== Kutipan Dokumen ==

Silogisme adalah penemuan Aristoteles yang murni dan terbesar dalam logika. Namun, Aristoteles tidak memakai silogisme semata-mata untuk menyusun berbagai argumentasi bagi suatu perdebatan (dialog), melainkan lebih utama sebagai metode dasar bagi pengembangan suatu bidang ilmu pengetahuan. Oleh karena itu, Aristoteles tidak memasukkan logika ke dalam salah satu kelompok dari ketiga kelompok menurut pembagian ilmu pengetahuan yang disusunnya (Rapar, 2000: 34).
Silogisme sebagai bentuk formal dari deduksi, terdiri atas tiga proposisi. Proposisi pertama dan kedua disebut premis, sedang proposisi ketiga merupakan kesimpulan yang ditarik dari proposisi pertama dengan bantuan proposisi kedua. Jadi, setiap silogisme terdiri atas dua premis dan satu kesimpulan. Setiap proposisi harus memiliki dua term. Jadi, setiap silogisme harus memiliki enam term. Akan tetapi, karena setiap term dalam suatu silogisme senantiasa disebut dua kali, maka sebenarnya dalam setiap silogisme hanya ada tiga term. Apabila proposisi ketiga, yaitu proposisi yang disebut kesimpulan diperhatikan dengan seksama maka pada proposisi itu terdapat dua term dari ketiga term yang telah disebutkan. Dengan demikian, yang menjadi subjek kesimpulan disebut term minor dan yang menjadi predikat kesimpulan disebut term mayor. Term yang terdapat pada kedua proposisi disebut term tengah (terminus medius). Contoh Silogisme:
- Semua anjing adalah hewan berkaki empat. (umum/universal)
- Si hitam adalah seekor anjing. (khusus/partikular)
- Si hitam adalah hewan berkaki empat.
Pola kerja yang ditempuh dalam penjelasan silogistis-deduktif adalah sebagai berikut. Pertama-tama ditentukan suatu kebenaran universal, kemudian menjabarkannya pada hal-hal yang khusus. Dengan kata lain, sesudah ketentuan umum ditetapkan, barulah kemudian berdasarkan ketentuan umum itu ditarik kesimpulan yang bersifat khusus atas kasus tertentu.

===

### Tujuan Tugas 1:
Tukar "beaded strap" dengan "leather strap" pada daftar, mulai dari baris yang memuat "of the peach" sampai akhir daftar, lalu tuliskan kembali baris-baris itu tanpa perubahan lain.
Kutipan di atas dan daftar berikut berasal dari sumber yang berlainan.

== Daftar Data ==

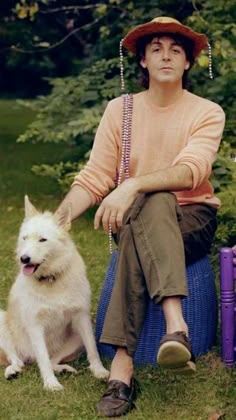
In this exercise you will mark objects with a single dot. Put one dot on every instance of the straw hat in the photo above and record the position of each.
(166, 25)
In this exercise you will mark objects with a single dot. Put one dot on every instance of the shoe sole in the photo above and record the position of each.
(176, 357)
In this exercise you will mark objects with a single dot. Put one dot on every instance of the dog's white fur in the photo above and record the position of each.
(48, 313)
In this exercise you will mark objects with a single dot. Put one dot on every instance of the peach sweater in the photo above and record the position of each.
(186, 132)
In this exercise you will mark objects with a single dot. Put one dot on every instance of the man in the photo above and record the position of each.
(164, 215)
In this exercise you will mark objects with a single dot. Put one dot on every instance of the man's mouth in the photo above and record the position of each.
(29, 269)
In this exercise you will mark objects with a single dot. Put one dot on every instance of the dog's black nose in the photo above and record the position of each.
(25, 259)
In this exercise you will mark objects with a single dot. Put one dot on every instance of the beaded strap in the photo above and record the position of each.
(125, 146)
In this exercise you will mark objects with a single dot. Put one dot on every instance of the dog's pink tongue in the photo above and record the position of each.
(28, 269)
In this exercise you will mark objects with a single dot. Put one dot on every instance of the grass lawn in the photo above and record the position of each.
(211, 393)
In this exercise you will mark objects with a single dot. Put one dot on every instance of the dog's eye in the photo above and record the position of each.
(42, 240)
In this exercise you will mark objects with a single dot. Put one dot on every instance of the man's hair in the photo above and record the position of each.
(185, 43)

===

### Tujuan Tugas 2:
Menurut kutipan tentang silogisme, apa sebutan untuk term yang menjadi subjek kesimpulan?

### Jawaban Latihan 1:
In this exercise you will mark objects with a single dot. Put one dot on every instance of the peach sweater in the photo above and record the position of each.
(186, 132)
In this exercise you will mark objects with a single dot. Put one dot on every instance of the man in the photo above and record the position of each.
(164, 215)
In this exercise you will mark objects with a single dot. Put one dot on every instance of the man's mouth in the photo above and record the position of each.
(29, 269)
In this exercise you will mark objects with a single dot. Put one dot on every instance of the dog's black nose in the photo above and record the position of each.
(25, 259)
In this exercise you will mark objects with a single dot. Put one dot on every instance of the leather strap in the photo above and record the position of each.
(125, 146)
In this exercise you will mark objects with a single dot. Put one dot on every instance of the dog's pink tongue in the photo above and record the position of each.
(28, 269)
In this exercise you will mark objects with a single dot. Put one dot on every instance of the grass lawn in the photo above and record the position of each.
(211, 393)
In this exercise you will mark objects with a single dot. Put one dot on every instance of the dog's eye in the photo above and record the position of each.
(42, 240)
In this exercise you will mark objects with a single dot. Put one dot on every instance of the man's hair in the photo above and record the position of each.
(185, 43)

### Jawaban Latihan 2:
Term minor.